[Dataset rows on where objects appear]
▼

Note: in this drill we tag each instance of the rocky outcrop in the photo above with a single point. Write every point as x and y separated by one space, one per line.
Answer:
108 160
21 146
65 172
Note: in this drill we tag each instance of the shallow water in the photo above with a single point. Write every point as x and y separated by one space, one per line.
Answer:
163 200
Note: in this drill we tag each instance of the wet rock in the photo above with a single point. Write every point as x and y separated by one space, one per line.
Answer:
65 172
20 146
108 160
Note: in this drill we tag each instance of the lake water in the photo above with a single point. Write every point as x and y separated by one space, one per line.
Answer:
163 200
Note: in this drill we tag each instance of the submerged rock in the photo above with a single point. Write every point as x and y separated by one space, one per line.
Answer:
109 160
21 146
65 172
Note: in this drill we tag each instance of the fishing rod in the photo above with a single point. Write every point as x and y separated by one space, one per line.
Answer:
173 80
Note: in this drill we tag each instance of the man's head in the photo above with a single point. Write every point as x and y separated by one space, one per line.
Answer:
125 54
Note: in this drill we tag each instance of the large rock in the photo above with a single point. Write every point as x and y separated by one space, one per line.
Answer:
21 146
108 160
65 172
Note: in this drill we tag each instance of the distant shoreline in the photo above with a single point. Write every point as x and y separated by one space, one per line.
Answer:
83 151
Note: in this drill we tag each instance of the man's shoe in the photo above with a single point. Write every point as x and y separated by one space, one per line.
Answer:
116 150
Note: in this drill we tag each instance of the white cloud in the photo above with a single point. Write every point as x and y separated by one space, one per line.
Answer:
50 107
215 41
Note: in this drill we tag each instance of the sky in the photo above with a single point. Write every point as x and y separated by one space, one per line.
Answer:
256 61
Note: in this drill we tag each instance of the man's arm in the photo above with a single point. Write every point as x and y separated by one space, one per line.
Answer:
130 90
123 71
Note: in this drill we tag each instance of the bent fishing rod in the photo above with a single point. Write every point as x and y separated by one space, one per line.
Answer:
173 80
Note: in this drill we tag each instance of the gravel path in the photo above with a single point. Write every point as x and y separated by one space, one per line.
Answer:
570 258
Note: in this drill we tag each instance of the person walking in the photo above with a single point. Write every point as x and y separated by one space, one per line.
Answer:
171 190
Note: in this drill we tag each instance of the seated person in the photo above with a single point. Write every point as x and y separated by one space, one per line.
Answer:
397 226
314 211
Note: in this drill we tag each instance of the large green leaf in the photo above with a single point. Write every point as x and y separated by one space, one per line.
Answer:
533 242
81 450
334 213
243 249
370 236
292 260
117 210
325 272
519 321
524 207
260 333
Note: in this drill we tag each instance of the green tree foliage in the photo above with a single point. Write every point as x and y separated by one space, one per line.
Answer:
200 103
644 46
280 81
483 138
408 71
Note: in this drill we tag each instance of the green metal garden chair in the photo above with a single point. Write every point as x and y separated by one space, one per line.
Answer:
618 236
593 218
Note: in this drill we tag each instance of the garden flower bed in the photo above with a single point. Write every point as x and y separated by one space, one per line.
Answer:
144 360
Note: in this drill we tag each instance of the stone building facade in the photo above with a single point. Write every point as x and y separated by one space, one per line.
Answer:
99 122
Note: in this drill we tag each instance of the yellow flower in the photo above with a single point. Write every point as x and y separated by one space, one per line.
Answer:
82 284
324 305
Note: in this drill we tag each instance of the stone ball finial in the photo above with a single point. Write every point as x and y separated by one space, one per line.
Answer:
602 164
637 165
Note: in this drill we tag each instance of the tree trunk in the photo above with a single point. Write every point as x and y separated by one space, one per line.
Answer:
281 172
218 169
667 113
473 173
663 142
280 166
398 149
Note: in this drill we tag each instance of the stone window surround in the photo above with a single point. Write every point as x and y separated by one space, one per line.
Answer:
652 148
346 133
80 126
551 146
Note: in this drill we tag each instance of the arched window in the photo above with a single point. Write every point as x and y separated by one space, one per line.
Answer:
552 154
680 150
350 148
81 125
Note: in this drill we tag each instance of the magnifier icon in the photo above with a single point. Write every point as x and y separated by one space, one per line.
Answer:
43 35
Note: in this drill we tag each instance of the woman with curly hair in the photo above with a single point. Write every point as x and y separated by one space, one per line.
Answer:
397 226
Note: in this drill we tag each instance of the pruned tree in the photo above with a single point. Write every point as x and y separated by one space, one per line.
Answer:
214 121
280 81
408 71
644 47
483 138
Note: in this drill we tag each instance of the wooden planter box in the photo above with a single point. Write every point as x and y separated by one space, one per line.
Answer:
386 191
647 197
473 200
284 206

▲

**Required work**
Print all of the entries exactly as they are written.

**Exercise result**
Note: in this drill we tag each instance of the rocky outcrop in the photo above with a single point. Write every point as x and y separated by one space, one per line.
Answer:
108 160
21 146
65 172
Note: in this drill we tag each instance of the shallow water in the photo above with a single point. Write every point as x and y separated by one space, one per line.
Answer:
163 200
Note: in this drill we tag each instance of the wet rock in the photo above with a single point. Write every point as x and y separated by one space, one per line.
Answer:
65 172
20 146
108 160
Note: in this drill we tag each instance of the lake water in the photo above with a single point. Write every point as x and y separated by one space, one per line.
Answer:
163 200
Note: in this drill we tag each instance of the submerged rock in the photo above with a single point. Write every point as x and y separated by one space, one per line.
Answer:
109 160
21 146
65 172
Note: in this drill we tag each instance of the fishing rod in the photo above with a single point. Write every point as x and y separated by one space, one per line.
Answer:
173 80
Note: in this drill we tag each instance of the man's head in the photo above with a single point. Write every point as x and y separated by one space, one per line.
Answer:
125 54
Note: in this drill we tag each instance of the large rock in the photo above with a single point. Write every point as x and y separated by one space, one per line.
Answer:
21 146
108 160
65 172
Note: in this drill we tag each instance of the distant shoreline in the photo above with a single point. Write every point as x and y separated by one space, one per line.
Answer:
83 151
Note: in this drill we tag each instance of the man's shoe in the photo above with a single point. Write every point as x and y separated by one space, one per line.
Answer:
116 150
Note: in this drill we tag each instance of the white cloud in the photo above with a single point. Write every point as x and y separated by one space, one per line.
Answer:
50 107
215 41
Note: in this drill we tag each instance of the sky in the photo above with a single point. Write every point as x and y separated by one space, one per line.
Answer:
256 61
Note: in this drill we tag each instance of the man's arm in the photo above with a single point. Write every point as x and y separated by one space, one per line.
Answer:
130 90
123 71
Note: in this drill we tag each instance of the bent fishing rod in the photo above with a single point. Write every point as x and y separated by one space, one per line.
Answer:
173 80
Note: in this drill we tag each instance of the gravel path in the photo above with a single point. Write every point as x and y separated by one space, one per line.
Answer:
570 258
Note: in this drill we tag each instance of the person walking in the photo above with a single point. Write every point as x and y separated by one space, one per line.
Answer:
171 190
Note: in this drill we tag each instance of the seated person in the photo above with a single point. Write every point as x and y separated by one space, one per line.
Answer:
397 226
314 211
Note: in this drill we tag each instance of the large green leaf in the photo above with a single point. Write every point as x and y separated by one space, one per line.
Answer:
533 242
81 450
334 213
243 249
370 236
292 260
117 210
325 272
519 321
524 207
260 333
Note: in this drill we tag each instance of the green tree foliage in the photo above with a single point. Write every point as x and y separated by one space, one per line.
Answer:
200 103
644 46
280 81
483 138
408 71
Note: in this drill we tag each instance of the green metal garden chair in the photo above with a single point. Write every point as x and y separated by one space, one per line.
Answer:
618 236
593 218
Note: in this drill we tag each instance of the garden flower bed in the photo above with a single point. Write every point as x and y separated by one space, one per line.
Answer:
144 360
Note: in this drill we tag each instance of the stone building facade in the photo above with a single point. Write every point as x and y separated by one space, one per line.
Answer:
99 122
Note: in this drill we tag each instance of the yellow flower in the photo above with a single point. Write every point as x and y separated by one space, one per line.
Answer:
82 284
324 305
Note: in this drill we tag each instance of the stone ball finial in the photo above with a single point. Write every point as x and y separated by one space, one per line.
Answer:
602 164
637 165
Note: in this drill we tag each instance of the tree trunk in the photo above with a single point. Write every point as x and y separated by one space, one per line.
Answer:
281 172
218 169
667 113
473 173
663 142
280 166
398 149
Note: in this drill we tag each instance of the stone window surround in the photo above with a single point. Write every point as x and y separated by one space, one per line.
Answer:
652 148
346 133
80 126
551 146
Note: in this drill we tag each instance of the arched window in the photo above with a single point. Write every point as x and y separated by one space, one per line.
Answer:
552 154
680 150
350 148
81 125
Note: in this drill we tag each instance of the magnifier icon in the photo above with a single point. Write every point as x and y separated by one space, one per line.
Answer:
43 35
Note: in this drill we tag each instance of the woman with curly hair in the photo above with a single point. Write every point as x and y separated by one space, one per line.
Answer:
397 226
Note: in this drill we tag each instance of the pruned tree in the photo above with a single point. Write every point as x and y separated by one space, one per line.
Answer:
214 121
280 81
408 71
644 47
483 138
Note: in this drill we tag each instance of the wooden planter box in the photo above with a single point. Write every point as x and y separated by one space, one per line.
Answer:
386 191
647 197
473 200
284 206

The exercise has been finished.